Stated exercise 1:
Using the image classification disclosure, answer these:
(a) What kind of domain is test-time adaptation meant to improve classification performance in?
(b) What does the weight-space ensemble operation include calculating?
(c) What is the objective function for updating the first AI model based on?
Stated exercise 2: Write the next part of the image classification disclosure, starting after its final sentence.

Document segment:

┌────────

This disclosure relates to a method and device with an artificial intelligence model for image classification.
Test-time adaptation (TTA) is a technique for improving classification performance of an artificial intelligence (AI) image classifier model in a target domain that is different from a source domain of images used in training of the AI classifier model. Generally, for images in a target domain other than the source domain (domain-shifted images), an adaptation procedure may be performed to adapt the AI classifier model (which has been trained on the images in the source domain). Once the AI classifier model's parameters have been updated through the adaptation procedure, the model may perform the classification on images in the target domain.
If the domain of images being classified by the AI classifier model change to the target domain, since the characteristics of the image in the target domain are different from the characteristics of the images in the source domain, before the AI classifier model (as trained on images in the source domain) may classify images in the target domain, test-time adaptation may be performed to enable classification in the target domain.
In a general aspect, a method for determining a class of an image includes: receiving a first prediction result for the class from a first classifier and a second prediction result for the class from a second classifier; updating a first artificial intelligence (AI) model of the first classifier based on the first prediction result and the second prediction result; and inferring the class using the updated first AI model of the first classifier.
The receiving the first prediction result for the class from the first classifier and the second prediction result for the class from the second classifier may include: updating second parameters of a second AI model of the second classifier using first parameters of the first AI model of the first classifier; and receiving the second prediction result for the class from the updated second classifier.
The updating second parameters of the second AI model of the second classifier using the first parameters of the first AI model of the first classifier may include updating the second parameters of the second AI model with a weight-space ensemble operation performed on the first parameters and the second parameters.
The weight-space ensemble operation may include calculating an exponential moving average (EMA) of the first parameters and the second parameters.
The receiving the first prediction result for the class from the first classifier and the second prediction result for the class from the second classifier may include: performing a dropout on a feature vector of the image generated by an encoder in the first AI model; and generating the first prediction result from the dropped-out feature vector.
The receiving the first prediction result for the class from the first classifier and the second prediction result for the class from the second classifier may include: performing a dropout on a node or a connection within an encoder in the first AI model; and extracting a feature vector of the image using the encoder to which the dropout has been applied and generating the first prediction result from the feature vector using the first AI model.
The receiving the first prediction result for the class from the first classifier and the second prediction result for the class from the second classifier may include: performing a dropout on a weight value matrix of a linear layer in the first AI model; and generating the first prediction result based on calculation between the weight value matrix to which the dropout has been applied and a feature vector of the image.
The updating the first classifier based on the first prediction result and the second prediction result may include: calculating an objective function for updating the first AI model based on cross entropy of the first prediction result and the second prediction result.

└────────

Data excerpt:
┌────────

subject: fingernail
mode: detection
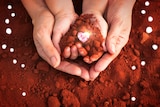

└────────

Final answer 1:
(a) A target domain that is different from the source domain of the images used to train the AI classifier model.
(b) An exponential moving average (EMA) of the first parameters and the second parameters.
(c) The cross entropy of the first prediction result and the second prediction result.

Final answer 2:
The objective function may be determined based on a weighted sum of information entropy of the first prediction result and a probabilistic distance between the first prediction result and the second prediction result.
The first AI model and a second AI model of the second classifier may be pre-trained based on images belonging to domains to which the image does not belong.
In another general aspect, an apparatus for determining a class of an image includes one or more processors and a memory, wherein the memory stores instructions configured to cause the one or more processors to perform a process, and the process includes: obtaining a first classification probability distribution for the class using a first artificial intelligence (AI) model; obtaining a second classification probability distribution for the class using a second AI model; updating the first AI model based on the first classification probability distribution and the second classification probability distribution; and inferring the class using the updated first AI model.
The obtaining the first classification probability distribution for the class using the first AI model may include: performing a dropout on a feature vector of the image generated by an encoder in the first AI model; and obtaining the first classification probability distribution from the dropped-out feature vector
The obtaining the first classification probability distribution for the class using the first AI model may include: performing a dropout on nodes or connections within an encoder in the AI model; and extracting a feature vector of the image using the encoder to which the dropout has been applied; and obtaining the first classification probability distribution from the feature vector.
The obtaining the first classification probability distribution for the class using the first AI model may include: performing a dropout on a weight value matrix of a linear layer in the first AI model; and obtaining the first classification probability distribution based on the weight value matrix to which the dropout has been applied and a feature vector of the image.
The obtaining the second classification probability distribution for the class using the second AI model may include: updating second parameters of the second AI model using first parameters of the first AI model; and obtaining the second classification probability distribution for the class using the second AI model having the updated second parameters.
The updating the second parameters of the second AI model using first parameters of the first AI model may include: updating the second parameters of the second AI model with an exponential moving average (EMA) of the first parameters of the first AI model and the second parameters of the second AI model.
The updating the first AI model based on the first classification probability distribution and the second classification probability distribution may include: calculating an objective function for updating the first AI model based on a weighted sum of information entropy of the first classification probability distribution and Kullback-Leibler (KL) divergences of the first classification probability distribution and the second classification probability distribution.
The updating the first AI model based on the first classification probability distribution and the second classification probability distribution may include: calculating an objective function for updating the first AI model based on a weighted sum of cross entropy between the first classification probability distribution and the second classification probability distribution and divergences of the first classification probability distribution for a vector whose elements are all 1.
In another general aspect, an image classification system includes: an inspection equipment configured to obtain a test image for inspection of semiconductors; and an image classifier configured to perform a test-time adaptation on one or more AI models and perform inference on the test image to predict a class of the test image.
In the test-time adaptation, the image classifier may be further configured to perform a large dropout for a first AI model of the one or more AI models, update second parameters of a second AI model of the one or more AI models using first parameters of the first AI model; and update the first AI model by determining an objective function based on a first classification probability distribution obtained from the first AI model on which the large dropout has been performed and a second classification probability distribution obtained from the updated second AI model.
Other features and aspects will be apparent from the following detailed description, the drawings, and the claims.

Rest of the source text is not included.